▶ **Data supplied**
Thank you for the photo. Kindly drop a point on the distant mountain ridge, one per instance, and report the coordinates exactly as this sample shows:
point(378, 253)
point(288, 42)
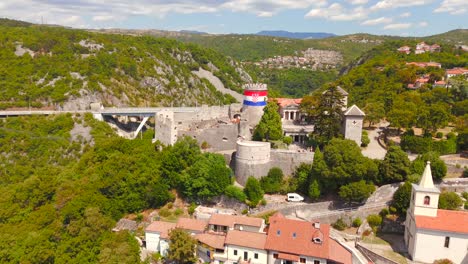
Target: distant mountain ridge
point(295, 35)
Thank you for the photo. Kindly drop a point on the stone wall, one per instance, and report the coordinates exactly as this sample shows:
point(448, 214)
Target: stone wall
point(220, 137)
point(164, 128)
point(376, 258)
point(256, 159)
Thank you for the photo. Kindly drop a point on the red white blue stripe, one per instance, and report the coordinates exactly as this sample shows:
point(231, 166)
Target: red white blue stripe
point(255, 98)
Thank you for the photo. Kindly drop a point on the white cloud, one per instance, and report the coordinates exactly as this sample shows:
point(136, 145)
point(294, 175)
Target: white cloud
point(397, 26)
point(390, 4)
point(336, 12)
point(377, 21)
point(357, 2)
point(406, 14)
point(100, 18)
point(454, 7)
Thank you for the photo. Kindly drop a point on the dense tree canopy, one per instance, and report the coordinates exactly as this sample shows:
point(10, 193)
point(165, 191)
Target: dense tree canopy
point(269, 127)
point(181, 247)
point(395, 167)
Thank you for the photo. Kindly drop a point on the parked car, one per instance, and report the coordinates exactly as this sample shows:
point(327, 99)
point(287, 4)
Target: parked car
point(294, 197)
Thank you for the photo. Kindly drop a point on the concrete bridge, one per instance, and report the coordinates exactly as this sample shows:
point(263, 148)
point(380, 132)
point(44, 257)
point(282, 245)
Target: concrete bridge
point(144, 112)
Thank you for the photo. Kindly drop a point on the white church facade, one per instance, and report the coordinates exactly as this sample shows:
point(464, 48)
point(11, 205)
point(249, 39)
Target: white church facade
point(432, 233)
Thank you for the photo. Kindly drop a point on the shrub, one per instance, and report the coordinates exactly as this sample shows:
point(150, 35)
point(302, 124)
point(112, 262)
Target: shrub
point(287, 140)
point(357, 222)
point(383, 213)
point(374, 220)
point(451, 135)
point(450, 201)
point(364, 139)
point(192, 208)
point(340, 224)
point(205, 145)
point(236, 193)
point(443, 261)
point(164, 212)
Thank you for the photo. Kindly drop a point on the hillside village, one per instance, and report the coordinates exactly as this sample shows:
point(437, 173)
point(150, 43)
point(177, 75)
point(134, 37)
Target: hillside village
point(149, 150)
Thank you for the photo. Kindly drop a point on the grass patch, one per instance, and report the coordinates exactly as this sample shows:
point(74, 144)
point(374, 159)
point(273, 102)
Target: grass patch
point(395, 256)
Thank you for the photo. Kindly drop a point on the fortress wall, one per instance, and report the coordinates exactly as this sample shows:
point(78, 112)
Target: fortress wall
point(221, 137)
point(288, 161)
point(256, 159)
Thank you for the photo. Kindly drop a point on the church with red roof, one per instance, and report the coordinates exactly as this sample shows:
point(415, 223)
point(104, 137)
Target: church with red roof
point(432, 233)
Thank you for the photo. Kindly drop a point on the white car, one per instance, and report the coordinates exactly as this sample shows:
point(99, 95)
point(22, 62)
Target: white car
point(294, 197)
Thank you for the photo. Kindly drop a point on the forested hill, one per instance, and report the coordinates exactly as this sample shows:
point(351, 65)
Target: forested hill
point(46, 66)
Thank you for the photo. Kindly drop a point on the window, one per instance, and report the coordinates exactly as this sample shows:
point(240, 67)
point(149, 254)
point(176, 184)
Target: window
point(427, 200)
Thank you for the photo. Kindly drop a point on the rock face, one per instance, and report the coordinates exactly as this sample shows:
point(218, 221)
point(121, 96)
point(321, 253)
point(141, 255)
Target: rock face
point(330, 57)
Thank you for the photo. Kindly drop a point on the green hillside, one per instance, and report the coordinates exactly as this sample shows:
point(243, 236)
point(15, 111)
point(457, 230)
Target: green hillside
point(50, 66)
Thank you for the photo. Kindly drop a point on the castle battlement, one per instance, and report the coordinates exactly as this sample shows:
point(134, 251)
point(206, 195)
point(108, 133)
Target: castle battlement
point(255, 86)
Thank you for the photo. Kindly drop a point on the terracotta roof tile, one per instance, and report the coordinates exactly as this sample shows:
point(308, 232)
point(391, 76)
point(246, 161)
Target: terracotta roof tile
point(339, 254)
point(160, 227)
point(283, 102)
point(191, 224)
point(231, 220)
point(296, 237)
point(446, 220)
point(246, 239)
point(212, 240)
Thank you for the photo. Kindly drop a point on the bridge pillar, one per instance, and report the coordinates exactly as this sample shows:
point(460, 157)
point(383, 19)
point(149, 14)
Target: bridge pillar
point(98, 116)
point(143, 122)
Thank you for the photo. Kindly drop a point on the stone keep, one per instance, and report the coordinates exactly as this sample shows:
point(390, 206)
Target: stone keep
point(352, 124)
point(255, 99)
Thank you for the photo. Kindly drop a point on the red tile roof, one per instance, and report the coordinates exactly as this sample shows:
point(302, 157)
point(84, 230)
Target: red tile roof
point(446, 220)
point(246, 239)
point(283, 102)
point(288, 257)
point(296, 237)
point(212, 240)
point(339, 254)
point(231, 220)
point(191, 224)
point(160, 227)
point(457, 71)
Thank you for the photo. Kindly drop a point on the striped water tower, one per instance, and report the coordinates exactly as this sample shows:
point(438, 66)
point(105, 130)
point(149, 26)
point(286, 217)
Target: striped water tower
point(255, 99)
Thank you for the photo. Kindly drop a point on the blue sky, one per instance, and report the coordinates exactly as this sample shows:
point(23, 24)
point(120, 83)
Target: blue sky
point(389, 17)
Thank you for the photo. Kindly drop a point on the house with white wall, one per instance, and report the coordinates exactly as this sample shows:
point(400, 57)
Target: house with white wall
point(157, 236)
point(432, 233)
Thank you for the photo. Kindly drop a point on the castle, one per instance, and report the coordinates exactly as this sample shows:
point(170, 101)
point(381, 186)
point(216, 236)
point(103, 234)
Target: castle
point(228, 130)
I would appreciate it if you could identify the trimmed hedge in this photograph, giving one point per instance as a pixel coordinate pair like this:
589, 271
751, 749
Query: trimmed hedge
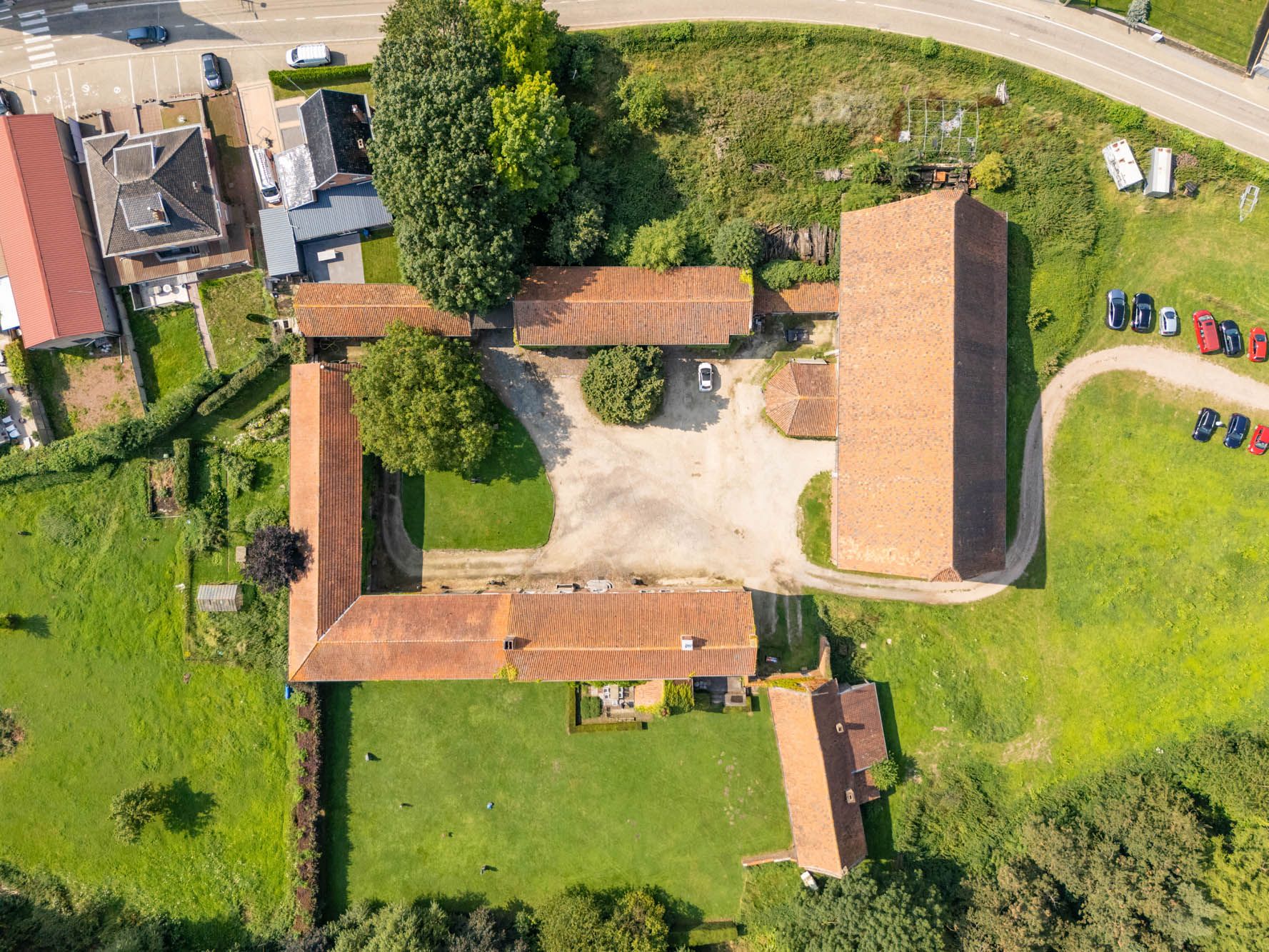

▶ **What you have to do**
Only the lines that lie between the start of the listing and the line containing "point(448, 214)", both included, belong in the answer; write them out exactly and omit pictures.

▶ **Task answer**
Thank you for the photo. Kindly drop a point on the distant mountain ridge, one per instance, and report the coordinates exactly as this sample shows:
point(378, 253)
point(288, 42)
Target: distant mountain ridge
point(295, 35)
Thank you for the photo. Kindly drop a point on the stone wall, one per instance, and report the coordinates exactly as this sample shows:
point(448, 214)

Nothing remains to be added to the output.